REQUIRED ACTION A - In the article about Doug Davis's Tuesday start, why was Davis saying good-bye for a month or more? Answer in one to three sentences.
REQUIRED ACTION B - Translate this sentence from the article about Doug Davis's Tuesday start into Spanish: "He looped a curveball for a strike to Rafael Furcal, the usual routine."
REQUIRED ACTION C - Continue the article about Doug Davis's Tuesday start from the point where it stops.

TEXT UNDER STUDY -

Doug Davis arrived Tuesday afternoon with his cap on backward and sunglasses clamped to the back of his neck, saying a couple hellos to the boys in the lockers nearby, the usual routine.
Just before game time, he walked the length of the dugout, a white towel draped over his left shoulder, touching hands with every teammate, the usual routine.
He loped across the field – one long hop over the foul line – to the mound, the usual routine.
He looped a curveball for a strike to Rafael Furcal, the usual routine.
He struck out a couple in the first, got a bunt down in the second, drove in a run in the third, singled again in the fifth, and took a shutout into the sixth.
All routine (except for the hits). All, just baseball.
And now Doug Davis will go try to rid his body of the cancer.
Davis, who will undergo surgery to remove his cancerous thyroid Thursday, said good-bye for a month or more with six strong innings, a pump of his fist, a tight-lipped nod of his head and a wave of his cap.

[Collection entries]

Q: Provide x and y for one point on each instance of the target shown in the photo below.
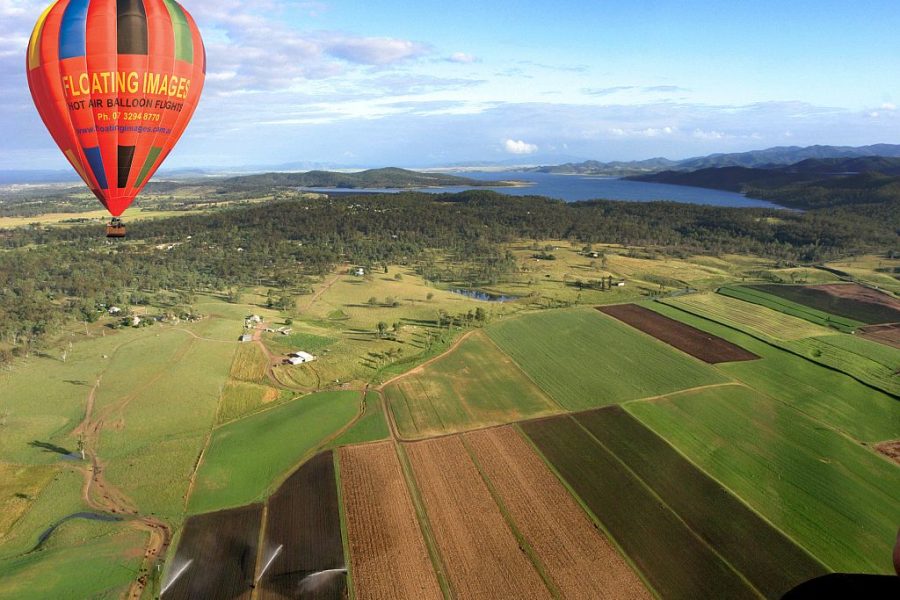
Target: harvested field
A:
(886, 334)
(890, 449)
(473, 386)
(480, 552)
(217, 554)
(702, 345)
(672, 558)
(305, 522)
(578, 558)
(767, 558)
(844, 299)
(387, 551)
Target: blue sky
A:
(430, 83)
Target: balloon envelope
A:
(116, 82)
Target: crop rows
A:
(584, 359)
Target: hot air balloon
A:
(116, 82)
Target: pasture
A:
(370, 427)
(833, 398)
(245, 458)
(670, 556)
(832, 496)
(844, 299)
(473, 386)
(583, 359)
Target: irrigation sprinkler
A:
(178, 573)
(270, 561)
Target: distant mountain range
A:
(808, 184)
(771, 157)
(390, 177)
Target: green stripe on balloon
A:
(184, 42)
(148, 164)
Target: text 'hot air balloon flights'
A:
(116, 83)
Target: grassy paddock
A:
(246, 457)
(584, 359)
(473, 386)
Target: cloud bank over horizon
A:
(334, 83)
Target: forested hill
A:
(809, 184)
(390, 177)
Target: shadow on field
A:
(48, 447)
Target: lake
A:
(574, 188)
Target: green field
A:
(674, 560)
(245, 458)
(473, 386)
(584, 359)
(873, 363)
(756, 296)
(834, 497)
(752, 318)
(831, 397)
(370, 427)
(770, 561)
(100, 568)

RESPONSE A - Davis was scheduled for surgery on Thursday to remove his cancerous thyroid. He was leaving to try to rid his body of the cancer.

RESPONSE B - Lanzó una curva bombeada para un strike a Rafael Furcal, la rutina de siempre.

RESPONSE C -
The people here wished him luck with a standing ovation and a request for a curtain call, which Davis – appreciative of the gesture, regretting the circumstances – granted.
He is 32 years old. A family history of thyroid cancer found him a couple weeks ago. And in the seventh inning, his baseball done for a while and the rigors of surgery and extended treatment and some yet unanswered questions waiting, Davis sat on the bench and massaged his throat right about where they found the lump, and where the surgeon will cut.